Given problem 1: According to the safety planning article, what can a single entity not do by itself?
Given problem 2: List every premise or assumption about the project that the safety planning article states.
Given problem 3: Update the safety planning article from "The basic premise" to "little foot traffic.", changing "urban" to "rural".

Selected passage:
+++++
Tips for planning safety into a project while in the pre-construction phase.

By Jeff Eriks and Evan Williams

Site safety is a major concern at project sites. Prior to beginning any project, the contractor, owner and design team need to fully evaluate the impact of the construction on the actual site itself as well as the surrounding areas.  The major topics we will cover in this article include the owner’s safety plan and requirements, the contractor’s safety plan, the municipality and/or traffic board requirements as well as other various factors that play into the design of the overall project safety plan. This needs to be a group effort to build and manage the plan—a single entity cannot complete an effective safety program by itself. Everyone has a different perspective/role and his/her input is invaluable to the design of the overall safety program.


The basic premise and assumptions for this article is that the project is:

  • Taking place in a more urban area that has a lot of car traffic but little foot traffic.
  • Ground-up construction project with additional operations onsite.
  • Employees will be visiting the project daily to go to work at the other buildings.
  • Visitors will be onsite periodically.


Owner Safety Requirements

Any design and construction firm must fully read and understand the owner’s safety requirements and incorporate them into the project safety plan. Some owners have very strict safety procedures that must be followed, which can include:

  • Construction worker parking areas
  • Drug testing
  • Access controls
  • Personal Protective Equipment (PPE)
  • Sign-in/sign-out procedures
  • Other items

The contractor must agree to these conditions and pass them on to the subcontractors so that everyone understands what must be done daily to comply with owner requirements. This is the most important step in the process because oftentimes the owner’s insurance requires these items. If an incident occurs because one of these requirements is not being followed, it could lead to lawsuits down the road.

Once the contractor understands the requirements, they must build a site-specific safety program that complies with the owner’s requirements as well as their own. They should be merged together to form one cohesive plan that everyone can follow. This makes it easier to track and manage as the project kicks off and progresses.
+++++
Provided records:

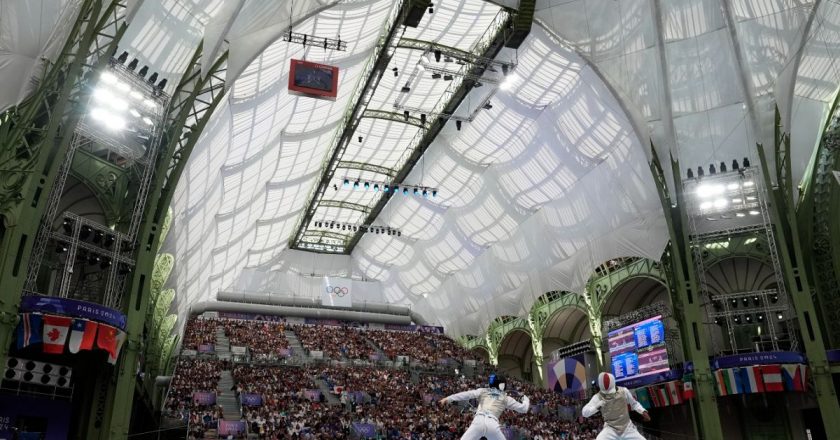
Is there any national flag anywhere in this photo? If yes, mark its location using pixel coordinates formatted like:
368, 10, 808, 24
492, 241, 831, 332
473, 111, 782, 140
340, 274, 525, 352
683, 380, 694, 400
724, 368, 744, 394
665, 380, 683, 405
761, 365, 785, 393
656, 385, 673, 406
740, 367, 764, 393
17, 313, 43, 349
636, 388, 653, 409
108, 330, 126, 365
782, 364, 803, 391
647, 386, 662, 407
96, 324, 118, 360
715, 370, 727, 396
67, 319, 98, 353
44, 315, 73, 354
799, 364, 810, 391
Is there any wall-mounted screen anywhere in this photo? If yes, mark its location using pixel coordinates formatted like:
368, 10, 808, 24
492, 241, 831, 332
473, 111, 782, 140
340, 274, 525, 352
289, 60, 338, 98
607, 316, 669, 381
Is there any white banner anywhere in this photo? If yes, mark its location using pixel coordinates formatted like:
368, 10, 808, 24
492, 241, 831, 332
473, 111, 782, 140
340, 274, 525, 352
321, 277, 353, 307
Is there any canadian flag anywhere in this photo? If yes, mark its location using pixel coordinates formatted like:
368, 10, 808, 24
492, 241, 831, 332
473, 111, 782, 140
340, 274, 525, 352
44, 315, 73, 354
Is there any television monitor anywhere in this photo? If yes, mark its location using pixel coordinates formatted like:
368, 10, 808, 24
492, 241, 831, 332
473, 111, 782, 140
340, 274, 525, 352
607, 316, 670, 381
289, 60, 338, 99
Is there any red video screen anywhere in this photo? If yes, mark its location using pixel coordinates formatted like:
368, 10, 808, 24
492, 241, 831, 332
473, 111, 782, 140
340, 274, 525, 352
289, 60, 338, 99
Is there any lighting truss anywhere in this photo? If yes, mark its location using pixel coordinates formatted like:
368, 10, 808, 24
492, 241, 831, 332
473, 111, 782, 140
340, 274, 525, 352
310, 220, 402, 237
336, 177, 438, 198
281, 30, 347, 51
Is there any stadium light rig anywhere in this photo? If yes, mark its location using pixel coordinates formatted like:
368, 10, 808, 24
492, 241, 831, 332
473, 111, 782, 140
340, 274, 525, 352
311, 220, 402, 237
333, 177, 438, 199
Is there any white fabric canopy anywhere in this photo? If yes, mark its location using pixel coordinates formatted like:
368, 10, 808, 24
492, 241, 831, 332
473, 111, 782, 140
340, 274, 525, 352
0, 0, 840, 335
0, 0, 82, 112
+++++
Reply 1: Complete an effective safety program.

Reply 2:
- The project takes place in a more urban area that has a lot of car traffic but little foot traffic.
- It is a ground-up construction project with additional operations onsite.
- Employees will visit the project daily to go to work at the other buildings.
- Visitors will be onsite periodically.

Reply 3:
The basic premise and assumptions for this article is that the project is:

  • Taking place in a more rural area that has a lot of car traffic but little foot traffic.